→ TEXT SHOWN:
^^^^^^^^^^^^^^^^

Also, under the above failure scenario, a decision must be made as
to which working links (and therefore connections) are chosen to be
protected and in what priority order. In general, a node might
detect failures sequentially, i.e., all failed working links may not
be detected simultaneously, but only sequentially. In this case, as
per the proposed signaling procedures, connections on a working link
may be switched over to a given protection link, but another failure
(of a working link carrying higher priority connections) may be
detected soon afterwards. In this case, the new connections may bump
the ones previously switched over the protection link.
In the case of end-to-end shared mesh restoration, priorities may be
implemented for allocating shared link resources under multiple
failure scenarios. Note that shared mesh restoration works under the
assumption that the primary path of connections whose backups share
resources are SRLG-disjoint [1]. Under single-failure scenarios,
this would ensure that exactly one connection will "claim" the
allocated (shared) resource. But under multiple failure scenarios,
more than one connection can claim shared resources. If such
resources are allocated to a lower priority connection, they may
have to be reclaimed and allocated to a higher priority connection.

^^^^^^^^^^^^^^^^

→ DATASET ENTRIES:

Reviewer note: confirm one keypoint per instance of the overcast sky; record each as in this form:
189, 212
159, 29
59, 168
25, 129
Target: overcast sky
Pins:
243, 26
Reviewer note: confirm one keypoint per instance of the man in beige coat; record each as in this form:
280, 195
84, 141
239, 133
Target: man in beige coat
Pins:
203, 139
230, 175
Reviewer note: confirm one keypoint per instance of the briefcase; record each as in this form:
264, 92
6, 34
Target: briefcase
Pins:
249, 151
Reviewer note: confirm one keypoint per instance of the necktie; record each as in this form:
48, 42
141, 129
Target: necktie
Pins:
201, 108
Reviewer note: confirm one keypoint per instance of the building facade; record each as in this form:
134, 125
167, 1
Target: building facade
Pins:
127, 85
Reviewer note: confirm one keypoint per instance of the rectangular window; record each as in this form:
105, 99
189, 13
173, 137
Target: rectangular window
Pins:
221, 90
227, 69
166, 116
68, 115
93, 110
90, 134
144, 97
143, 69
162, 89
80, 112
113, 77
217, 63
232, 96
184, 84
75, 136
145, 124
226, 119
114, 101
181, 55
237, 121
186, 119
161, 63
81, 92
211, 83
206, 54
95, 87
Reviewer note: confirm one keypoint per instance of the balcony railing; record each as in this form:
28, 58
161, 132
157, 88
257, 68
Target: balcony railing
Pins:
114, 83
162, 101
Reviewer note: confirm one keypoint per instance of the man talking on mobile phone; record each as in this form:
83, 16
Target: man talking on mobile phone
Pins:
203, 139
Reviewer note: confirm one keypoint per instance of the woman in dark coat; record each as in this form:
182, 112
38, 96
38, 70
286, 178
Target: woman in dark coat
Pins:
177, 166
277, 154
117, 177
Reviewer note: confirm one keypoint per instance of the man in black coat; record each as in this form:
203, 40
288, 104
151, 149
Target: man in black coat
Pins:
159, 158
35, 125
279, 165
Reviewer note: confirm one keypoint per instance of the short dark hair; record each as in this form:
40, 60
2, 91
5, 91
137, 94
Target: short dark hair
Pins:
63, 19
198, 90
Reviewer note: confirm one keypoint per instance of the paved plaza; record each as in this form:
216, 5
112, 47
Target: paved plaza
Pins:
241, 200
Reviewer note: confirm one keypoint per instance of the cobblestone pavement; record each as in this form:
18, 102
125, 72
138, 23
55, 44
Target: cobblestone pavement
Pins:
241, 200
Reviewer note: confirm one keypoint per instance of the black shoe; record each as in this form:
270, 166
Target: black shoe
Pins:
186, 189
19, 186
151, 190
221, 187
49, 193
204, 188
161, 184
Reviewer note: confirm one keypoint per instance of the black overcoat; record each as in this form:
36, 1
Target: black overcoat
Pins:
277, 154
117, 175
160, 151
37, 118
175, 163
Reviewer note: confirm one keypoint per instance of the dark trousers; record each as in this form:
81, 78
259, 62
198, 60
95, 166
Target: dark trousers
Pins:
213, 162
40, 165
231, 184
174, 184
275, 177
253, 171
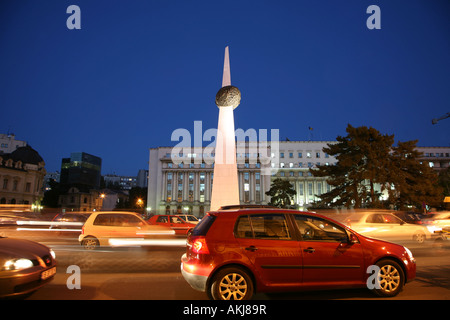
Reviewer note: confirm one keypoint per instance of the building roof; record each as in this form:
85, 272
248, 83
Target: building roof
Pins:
27, 155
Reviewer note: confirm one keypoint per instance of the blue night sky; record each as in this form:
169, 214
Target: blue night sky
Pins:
137, 70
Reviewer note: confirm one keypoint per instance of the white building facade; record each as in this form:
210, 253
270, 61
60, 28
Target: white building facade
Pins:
185, 187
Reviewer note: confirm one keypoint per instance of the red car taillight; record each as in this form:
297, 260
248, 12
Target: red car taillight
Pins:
199, 245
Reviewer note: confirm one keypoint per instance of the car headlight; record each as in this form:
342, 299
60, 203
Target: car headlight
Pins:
409, 253
18, 264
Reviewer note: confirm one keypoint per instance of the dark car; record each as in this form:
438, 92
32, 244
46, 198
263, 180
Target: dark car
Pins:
231, 254
25, 266
409, 217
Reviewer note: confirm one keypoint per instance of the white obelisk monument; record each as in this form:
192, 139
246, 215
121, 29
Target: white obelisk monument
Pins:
225, 190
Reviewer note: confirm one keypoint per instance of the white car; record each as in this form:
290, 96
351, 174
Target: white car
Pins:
386, 226
438, 221
103, 226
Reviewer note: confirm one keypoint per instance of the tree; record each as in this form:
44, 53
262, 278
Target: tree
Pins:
414, 182
363, 158
281, 193
366, 158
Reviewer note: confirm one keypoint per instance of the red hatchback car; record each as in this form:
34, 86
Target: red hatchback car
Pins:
233, 253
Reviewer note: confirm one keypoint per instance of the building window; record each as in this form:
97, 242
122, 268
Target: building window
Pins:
257, 192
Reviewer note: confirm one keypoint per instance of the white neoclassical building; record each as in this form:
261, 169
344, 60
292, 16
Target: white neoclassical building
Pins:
182, 183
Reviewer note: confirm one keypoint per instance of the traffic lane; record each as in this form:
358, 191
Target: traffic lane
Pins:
172, 286
120, 286
432, 283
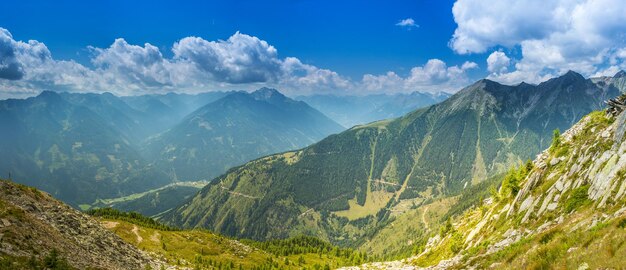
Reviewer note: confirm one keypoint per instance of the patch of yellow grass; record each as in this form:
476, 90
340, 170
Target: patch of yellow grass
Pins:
374, 201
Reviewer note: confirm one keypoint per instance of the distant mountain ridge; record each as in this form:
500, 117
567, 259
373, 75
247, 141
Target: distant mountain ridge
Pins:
354, 110
343, 187
85, 147
237, 128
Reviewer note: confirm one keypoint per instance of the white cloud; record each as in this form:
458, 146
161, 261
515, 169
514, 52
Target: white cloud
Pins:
10, 68
135, 66
434, 76
498, 62
553, 36
240, 59
240, 62
408, 23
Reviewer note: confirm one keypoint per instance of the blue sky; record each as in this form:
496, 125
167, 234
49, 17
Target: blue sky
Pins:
302, 47
350, 37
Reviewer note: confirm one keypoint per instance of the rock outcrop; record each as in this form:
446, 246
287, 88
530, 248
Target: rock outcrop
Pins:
32, 224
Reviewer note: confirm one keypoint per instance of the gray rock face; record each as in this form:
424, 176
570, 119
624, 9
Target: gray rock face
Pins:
45, 223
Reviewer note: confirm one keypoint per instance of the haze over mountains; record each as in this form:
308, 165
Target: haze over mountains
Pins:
355, 110
84, 147
345, 186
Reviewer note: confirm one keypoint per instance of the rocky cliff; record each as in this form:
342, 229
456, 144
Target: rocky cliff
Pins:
33, 226
568, 210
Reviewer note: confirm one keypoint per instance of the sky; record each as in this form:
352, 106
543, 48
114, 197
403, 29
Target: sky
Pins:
301, 46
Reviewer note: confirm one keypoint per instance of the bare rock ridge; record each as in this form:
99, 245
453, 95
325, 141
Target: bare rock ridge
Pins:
32, 223
570, 210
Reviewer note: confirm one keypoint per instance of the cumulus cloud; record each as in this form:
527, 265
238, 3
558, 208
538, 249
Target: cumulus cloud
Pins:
10, 68
434, 76
197, 65
240, 59
498, 62
553, 36
408, 23
136, 66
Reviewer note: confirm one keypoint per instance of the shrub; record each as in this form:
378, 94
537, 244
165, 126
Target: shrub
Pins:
577, 198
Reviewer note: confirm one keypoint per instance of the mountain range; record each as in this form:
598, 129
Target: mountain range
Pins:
351, 110
347, 186
86, 147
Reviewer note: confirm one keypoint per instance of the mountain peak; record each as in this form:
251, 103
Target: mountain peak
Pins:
573, 75
267, 94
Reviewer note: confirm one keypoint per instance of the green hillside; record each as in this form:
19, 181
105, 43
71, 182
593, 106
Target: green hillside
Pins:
564, 210
235, 129
344, 187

^^^^^^^^^^^^^^^^

→ DIRECTION A: From the text on link protection above, output everything from "Also, under the" down to "the protection link.".
→ DIRECTION B: Translate this sentence from the text on link protection into Spanish: "But under multiple failure scenarios, more than one connection can claim shared resources."
→ DIRECTION C: Sum up the text on link protection in two sentences.

→ TASK ANSWER A:
Also, under the above failure scenario, a decision must be made as
to which working links (and therefore connections) are chosen to be
protected and in what priority order. In general, a node might
detect failures sequentially, i.e., all failed working links may not
be detected simultaneously, but only sequentially. In this case, as
per the proposed signaling procedures, connections on a working link
may be switched over to a given protection link, but another failure
(of a working link carrying higher priority connections) may be
detected soon afterwards. In this case, the new connections may bump
the ones previously switched over the protection link.

→ TASK ANSWER B: Pero en escenarios de fallos múltiples, más de una conexión puede reclamar recursos compartidos.

→ TASK ANSWER C: Because a node may detect failed working links one after another, connections already switched to a protection link may be bumped by connections from a later-detected failure of a link carrying higher priority connections. In end-to-end shared mesh restoration, multiple failures can let more than one connection claim shared resources, so resources allocated to a lower priority connection may have to be reclaimed for a higher priority one.